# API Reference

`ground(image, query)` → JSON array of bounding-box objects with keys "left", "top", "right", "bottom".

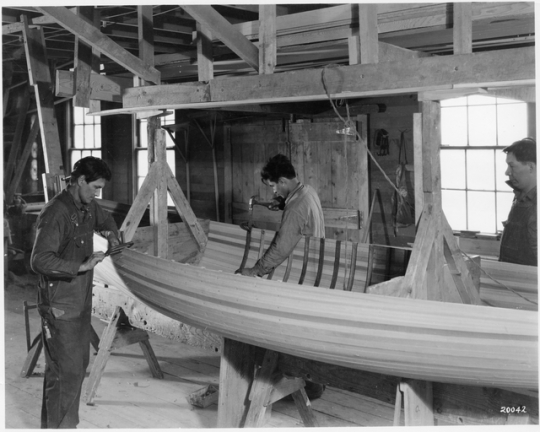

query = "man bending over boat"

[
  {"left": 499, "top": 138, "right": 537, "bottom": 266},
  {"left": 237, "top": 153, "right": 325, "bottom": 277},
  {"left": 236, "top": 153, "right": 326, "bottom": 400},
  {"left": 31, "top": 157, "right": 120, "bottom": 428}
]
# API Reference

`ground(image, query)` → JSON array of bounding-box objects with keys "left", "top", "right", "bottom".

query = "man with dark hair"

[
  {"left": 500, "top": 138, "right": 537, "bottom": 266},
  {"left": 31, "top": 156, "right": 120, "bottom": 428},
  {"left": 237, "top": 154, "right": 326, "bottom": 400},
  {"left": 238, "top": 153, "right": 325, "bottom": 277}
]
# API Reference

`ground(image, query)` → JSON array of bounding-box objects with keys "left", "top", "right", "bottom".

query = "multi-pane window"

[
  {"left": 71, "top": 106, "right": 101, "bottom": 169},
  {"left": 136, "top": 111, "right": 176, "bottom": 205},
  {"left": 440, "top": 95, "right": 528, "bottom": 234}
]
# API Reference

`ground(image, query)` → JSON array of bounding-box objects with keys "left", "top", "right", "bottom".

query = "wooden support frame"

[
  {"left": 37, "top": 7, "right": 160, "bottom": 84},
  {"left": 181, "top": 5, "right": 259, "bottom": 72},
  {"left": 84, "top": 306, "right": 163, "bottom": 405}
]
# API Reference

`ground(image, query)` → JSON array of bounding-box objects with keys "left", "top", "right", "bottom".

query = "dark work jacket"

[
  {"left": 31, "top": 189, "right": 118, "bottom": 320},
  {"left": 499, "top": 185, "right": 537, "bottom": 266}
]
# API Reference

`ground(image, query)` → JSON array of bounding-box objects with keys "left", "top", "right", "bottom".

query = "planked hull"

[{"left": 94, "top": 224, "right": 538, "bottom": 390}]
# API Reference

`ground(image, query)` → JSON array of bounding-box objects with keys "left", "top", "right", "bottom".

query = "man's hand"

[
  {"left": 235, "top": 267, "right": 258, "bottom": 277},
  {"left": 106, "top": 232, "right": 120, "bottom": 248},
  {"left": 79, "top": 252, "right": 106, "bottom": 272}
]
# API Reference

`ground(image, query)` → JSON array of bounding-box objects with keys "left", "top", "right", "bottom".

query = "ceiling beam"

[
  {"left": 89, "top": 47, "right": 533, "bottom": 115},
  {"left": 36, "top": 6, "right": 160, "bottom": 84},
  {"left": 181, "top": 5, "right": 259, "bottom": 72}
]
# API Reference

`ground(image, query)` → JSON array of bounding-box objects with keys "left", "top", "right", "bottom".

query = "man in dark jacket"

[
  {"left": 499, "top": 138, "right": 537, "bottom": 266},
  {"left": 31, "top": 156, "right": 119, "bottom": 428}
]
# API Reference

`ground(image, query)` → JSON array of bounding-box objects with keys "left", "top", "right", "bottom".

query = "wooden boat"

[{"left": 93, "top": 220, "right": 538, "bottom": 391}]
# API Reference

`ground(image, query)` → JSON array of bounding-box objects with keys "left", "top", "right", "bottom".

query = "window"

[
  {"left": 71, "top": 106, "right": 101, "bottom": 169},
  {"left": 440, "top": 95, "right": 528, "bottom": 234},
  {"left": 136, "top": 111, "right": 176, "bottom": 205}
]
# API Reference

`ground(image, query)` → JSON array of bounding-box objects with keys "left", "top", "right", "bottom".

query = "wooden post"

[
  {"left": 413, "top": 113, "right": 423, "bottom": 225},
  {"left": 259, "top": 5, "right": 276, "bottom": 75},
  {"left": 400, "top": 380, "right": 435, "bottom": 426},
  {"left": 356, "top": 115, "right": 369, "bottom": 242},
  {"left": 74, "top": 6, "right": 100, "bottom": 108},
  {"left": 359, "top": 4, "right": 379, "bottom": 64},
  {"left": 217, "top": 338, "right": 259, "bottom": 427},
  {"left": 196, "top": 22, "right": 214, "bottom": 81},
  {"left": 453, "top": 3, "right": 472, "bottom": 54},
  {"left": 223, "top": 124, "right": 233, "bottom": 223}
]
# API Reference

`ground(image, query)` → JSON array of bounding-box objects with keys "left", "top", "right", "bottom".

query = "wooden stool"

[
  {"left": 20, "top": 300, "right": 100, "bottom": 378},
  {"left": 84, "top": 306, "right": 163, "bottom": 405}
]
━━━━━━━━━━━━━━━━
* What is required *
Write the records out in full, word for word; leave every picture behind.

* Exercise output *
# API Reference

`ground(image, query)` → JSON array of bounding-box objects with keys "left", "top", "right", "bottom".


query = "man bending over boat"

[
  {"left": 499, "top": 138, "right": 537, "bottom": 266},
  {"left": 237, "top": 153, "right": 325, "bottom": 277},
  {"left": 236, "top": 153, "right": 326, "bottom": 400},
  {"left": 31, "top": 157, "right": 120, "bottom": 428}
]
# API Reference

`ground(image, query)` → JSON array of bounding-box objects with keys "left", "top", "right", "bottom".

query = "man with dark hair"

[
  {"left": 500, "top": 138, "right": 537, "bottom": 266},
  {"left": 31, "top": 156, "right": 120, "bottom": 428},
  {"left": 237, "top": 154, "right": 326, "bottom": 400},
  {"left": 238, "top": 153, "right": 325, "bottom": 277}
]
# API Reference

`ground(image, query)` → JSON array of bounding-box objects with keys "left", "top", "right", "bottom".

query = "multi-pane window"

[
  {"left": 71, "top": 106, "right": 101, "bottom": 169},
  {"left": 136, "top": 111, "right": 176, "bottom": 205},
  {"left": 440, "top": 95, "right": 528, "bottom": 234}
]
# API Reference

`ground(image, query)` → JSON array of bounding-box objects with keys "left", "top", "right", "bottom".

query = "wooden support frame"

[
  {"left": 37, "top": 7, "right": 160, "bottom": 84},
  {"left": 181, "top": 5, "right": 259, "bottom": 72},
  {"left": 84, "top": 306, "right": 163, "bottom": 405}
]
# API Reference

`ground(image, query)` → JSON array of bounding-box objects with keys "left", "top", "right", "bottom".

query = "dark work jacket"

[
  {"left": 31, "top": 189, "right": 118, "bottom": 320},
  {"left": 499, "top": 185, "right": 537, "bottom": 266}
]
# API Reference

`ground(image, query)` → JSON array of bounding-box objects with keys "left", "top", "right", "bottom".

query = "planked hull"

[{"left": 94, "top": 224, "right": 538, "bottom": 390}]
# API Reference

`ground(image, query)` → JSON array of bounding-box objects with keys "left", "top", "right", "bottom".

query = "man's hand"

[
  {"left": 235, "top": 267, "right": 258, "bottom": 277},
  {"left": 106, "top": 232, "right": 120, "bottom": 248},
  {"left": 79, "top": 252, "right": 106, "bottom": 272}
]
# API Reference

`ground(image, query)` → JSON array of bounding-box objects with keys "left", "top", "right", "bottom".

query = "ceiling beam"

[
  {"left": 89, "top": 47, "right": 533, "bottom": 115},
  {"left": 36, "top": 6, "right": 160, "bottom": 84},
  {"left": 181, "top": 5, "right": 259, "bottom": 72}
]
# API Reference

`ground(image, query)` → JSON array of bounding-box objects with keys "left", "top", "right", "bottom".

query = "man in dark jacket"

[
  {"left": 499, "top": 138, "right": 537, "bottom": 266},
  {"left": 31, "top": 156, "right": 119, "bottom": 428}
]
# API Reference

`ground(image, query)` → JSON array of bounding-box objects with keys "left", "top", "right", "bottom".

query = "wooden boat"

[{"left": 93, "top": 220, "right": 538, "bottom": 391}]
# API Reference

`ground(image, query)` → JSON array of bounding-box objects with keys "left", "top", "right", "bottom".

query = "window"

[
  {"left": 71, "top": 106, "right": 101, "bottom": 169},
  {"left": 440, "top": 95, "right": 528, "bottom": 234},
  {"left": 136, "top": 111, "right": 176, "bottom": 205}
]
# API Reference

`ground(image, query)` → JSON array of bounding-box objects with keys "left", "top", "right", "bottom".

query = "wooden post"

[
  {"left": 413, "top": 113, "right": 423, "bottom": 225},
  {"left": 259, "top": 5, "right": 276, "bottom": 75},
  {"left": 400, "top": 380, "right": 435, "bottom": 426},
  {"left": 356, "top": 115, "right": 369, "bottom": 242},
  {"left": 74, "top": 6, "right": 100, "bottom": 108},
  {"left": 359, "top": 4, "right": 379, "bottom": 64},
  {"left": 217, "top": 338, "right": 259, "bottom": 427},
  {"left": 196, "top": 22, "right": 214, "bottom": 81},
  {"left": 453, "top": 3, "right": 472, "bottom": 54},
  {"left": 223, "top": 124, "right": 233, "bottom": 223}
]
# API Reference

`ground(image, query)` → JSON array of bounding-box objects with keys "left", "top", "right", "bottom".

query = "wooden stool"

[
  {"left": 20, "top": 300, "right": 100, "bottom": 378},
  {"left": 84, "top": 306, "right": 163, "bottom": 405}
]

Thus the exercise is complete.